TASK TO COMPLETE
In the passage on "the majority," whom does a white person most likely mean by "the majority"?

STUDY TEXT
The majority. Those wonderful amorphous faceless
people who hold our
salvation in their hands but never step forwards.
Everyone thinks they know
who the majority are, but it seems to me that it
depends very much on who
you are talking to. If its a middle-class black
businessman you're talking
to, then 'the majority' are likely to be the
informal traders living in the
high -density areas (presumably with informal
free time on their hands). If
it's a white person, then the odds are that
they mean black Zimbabweans. If
its a rural person, struggling to eke out a
living from nothing, the
majority probably means those in the towns who seem
to have just a tiny bit
more. For the elderly, its the young people. If its
a Zimbabwean in the
diaspora, then the odds are that they are probably
talking about Zimbabweans
in Zimbabwe. And so on.
I am consistently
struck over and over again by the way people who ask this
question make very
little room in the discussion for the words 'Me' or 'I'
or 'Us'. In fact, I
think the question "Why don't Zimbabweans do something?"
is fairly easily
answered, and I think it probably stems directly from the
missing 'Me' or
'I' or 'Us' in the question being asked. It may be that in
asking the
question, the questioner fails to see that they themselves are a
critical
part of the problem they are so furstrated by.
When it comes to big
headline grabbing results, we all know what we want to
see. Yes, it is true
that if every single Zimbabwean took to the streets and
marched on State
House peacefully and with determination, that it would be a
big positive
step towards our future.
But this next bit is also true I think: if
everyone -everyone - been as
committed and had worked as hard over the years
as some of the activists I
know (who are all very ordinary people), things
would also probably be quite
different now. For example, what if everyone,
not just a few, wrote to SADC
and bitterly complained? What if everyone
wrote to the African press and
made sure that the media new how deeply and
seriously angry the public were
with the ineffectual fools determining our
futures? What if every time
something went wrong, there was a marked and
significant response from the
public everywhere? I can't help but wonder how
would that impact on the
morale and energy of 'the majority'?

EXTRACTED RECORDS
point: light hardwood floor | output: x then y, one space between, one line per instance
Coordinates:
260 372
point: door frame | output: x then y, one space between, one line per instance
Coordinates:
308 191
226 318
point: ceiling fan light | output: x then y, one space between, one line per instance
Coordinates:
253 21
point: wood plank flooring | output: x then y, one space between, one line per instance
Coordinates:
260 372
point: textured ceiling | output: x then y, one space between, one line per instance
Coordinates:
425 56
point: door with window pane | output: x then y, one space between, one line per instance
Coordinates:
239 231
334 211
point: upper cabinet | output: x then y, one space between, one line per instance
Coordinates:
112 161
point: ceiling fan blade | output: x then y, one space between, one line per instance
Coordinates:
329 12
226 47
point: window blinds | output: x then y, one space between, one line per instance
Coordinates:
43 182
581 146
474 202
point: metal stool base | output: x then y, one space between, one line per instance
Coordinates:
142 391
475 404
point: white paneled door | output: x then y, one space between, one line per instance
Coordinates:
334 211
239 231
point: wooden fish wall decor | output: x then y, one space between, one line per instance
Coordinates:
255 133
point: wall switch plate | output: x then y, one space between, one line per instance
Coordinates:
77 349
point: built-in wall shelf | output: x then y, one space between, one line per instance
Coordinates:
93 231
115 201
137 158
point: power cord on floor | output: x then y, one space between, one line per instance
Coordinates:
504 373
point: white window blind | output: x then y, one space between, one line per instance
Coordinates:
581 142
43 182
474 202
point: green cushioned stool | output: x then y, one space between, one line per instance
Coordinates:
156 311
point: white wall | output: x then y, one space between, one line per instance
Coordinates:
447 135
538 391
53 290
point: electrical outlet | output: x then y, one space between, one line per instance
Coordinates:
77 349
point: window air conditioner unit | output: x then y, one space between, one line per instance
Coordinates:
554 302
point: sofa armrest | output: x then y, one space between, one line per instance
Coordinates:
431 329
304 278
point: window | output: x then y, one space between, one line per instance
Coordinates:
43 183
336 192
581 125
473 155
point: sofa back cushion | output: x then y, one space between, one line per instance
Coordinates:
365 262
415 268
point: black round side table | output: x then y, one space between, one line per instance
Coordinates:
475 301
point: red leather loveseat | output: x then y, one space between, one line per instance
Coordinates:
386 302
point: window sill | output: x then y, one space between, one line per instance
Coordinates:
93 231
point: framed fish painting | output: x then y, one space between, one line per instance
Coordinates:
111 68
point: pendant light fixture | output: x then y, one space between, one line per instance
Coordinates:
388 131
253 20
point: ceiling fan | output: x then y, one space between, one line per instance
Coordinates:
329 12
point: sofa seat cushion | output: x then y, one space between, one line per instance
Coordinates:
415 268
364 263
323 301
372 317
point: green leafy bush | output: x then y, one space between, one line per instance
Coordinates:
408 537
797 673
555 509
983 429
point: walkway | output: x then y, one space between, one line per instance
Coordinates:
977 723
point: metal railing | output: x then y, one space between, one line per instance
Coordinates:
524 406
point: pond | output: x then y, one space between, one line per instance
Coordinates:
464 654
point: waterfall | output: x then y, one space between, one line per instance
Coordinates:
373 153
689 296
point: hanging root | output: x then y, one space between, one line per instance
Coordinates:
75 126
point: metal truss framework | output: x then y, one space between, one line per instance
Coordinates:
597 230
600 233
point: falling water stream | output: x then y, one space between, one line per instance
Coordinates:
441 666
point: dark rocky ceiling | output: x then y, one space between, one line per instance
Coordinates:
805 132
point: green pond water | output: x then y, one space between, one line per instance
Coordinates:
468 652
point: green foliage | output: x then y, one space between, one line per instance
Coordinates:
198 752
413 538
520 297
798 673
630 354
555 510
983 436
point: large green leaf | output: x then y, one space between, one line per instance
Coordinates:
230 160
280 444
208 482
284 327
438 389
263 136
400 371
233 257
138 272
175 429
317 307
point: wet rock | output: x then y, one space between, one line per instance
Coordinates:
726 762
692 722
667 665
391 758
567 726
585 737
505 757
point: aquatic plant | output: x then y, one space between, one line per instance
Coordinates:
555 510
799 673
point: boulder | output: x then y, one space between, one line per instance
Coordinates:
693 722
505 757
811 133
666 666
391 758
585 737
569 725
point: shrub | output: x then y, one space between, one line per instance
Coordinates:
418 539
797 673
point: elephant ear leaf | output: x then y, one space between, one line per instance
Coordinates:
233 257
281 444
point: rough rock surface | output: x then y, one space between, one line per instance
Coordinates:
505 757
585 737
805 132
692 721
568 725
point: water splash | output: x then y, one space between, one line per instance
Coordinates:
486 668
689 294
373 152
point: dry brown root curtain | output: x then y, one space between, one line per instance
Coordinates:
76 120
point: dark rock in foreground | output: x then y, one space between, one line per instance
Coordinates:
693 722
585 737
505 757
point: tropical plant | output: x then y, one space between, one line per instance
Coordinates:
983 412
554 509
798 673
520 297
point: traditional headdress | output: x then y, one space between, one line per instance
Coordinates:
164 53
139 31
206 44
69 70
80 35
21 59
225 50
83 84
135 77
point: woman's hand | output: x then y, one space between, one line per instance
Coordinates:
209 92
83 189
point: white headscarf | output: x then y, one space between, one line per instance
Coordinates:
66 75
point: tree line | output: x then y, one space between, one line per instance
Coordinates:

SOLUTION FOR THIS PROBLEM
Black Zimbabweans.